■ WHAT IS REQUIRED
Where a line of the material includes the string "Your", copy that line.

■ RECORDED DATA
"""

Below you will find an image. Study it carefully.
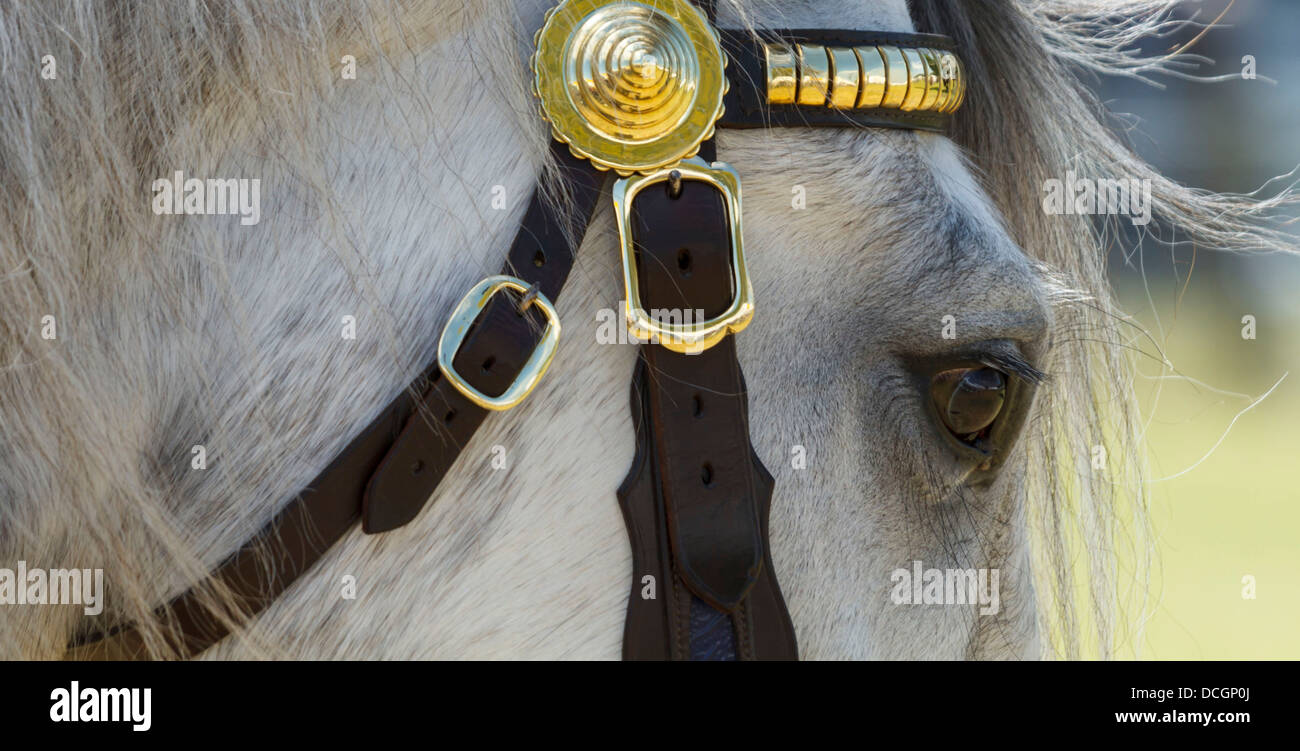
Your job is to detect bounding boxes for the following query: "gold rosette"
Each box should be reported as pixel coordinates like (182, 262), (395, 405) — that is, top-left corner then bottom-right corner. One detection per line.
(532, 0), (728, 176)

"""
"""

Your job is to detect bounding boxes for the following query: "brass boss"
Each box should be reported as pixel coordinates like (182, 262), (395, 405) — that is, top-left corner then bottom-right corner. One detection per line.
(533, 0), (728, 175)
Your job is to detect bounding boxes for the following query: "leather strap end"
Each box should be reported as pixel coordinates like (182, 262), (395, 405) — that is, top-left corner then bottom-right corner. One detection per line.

"""

■ ANSWER AREA
Your job is to detect bounding boxes for the following query: "gold rosette"
Your job is to detect bounding boxes for the following query: "brass boss"
Your job is to detect bounding boxes for the following query: "leather strap end"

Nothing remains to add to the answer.